What to do = Copy the material below with "large leafy tree" changed to "tall tree", keeping every other line the same.

Task input =
···

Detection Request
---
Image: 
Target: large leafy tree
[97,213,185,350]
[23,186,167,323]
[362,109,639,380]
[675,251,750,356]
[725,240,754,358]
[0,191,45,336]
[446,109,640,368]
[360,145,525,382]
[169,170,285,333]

···

Solution =
Detection Request
---
Image: 
Target: tall tree
[97,213,185,350]
[23,186,167,323]
[362,109,639,380]
[675,251,750,356]
[725,240,754,358]
[0,191,45,336]
[446,109,640,368]
[360,145,525,382]
[169,170,285,333]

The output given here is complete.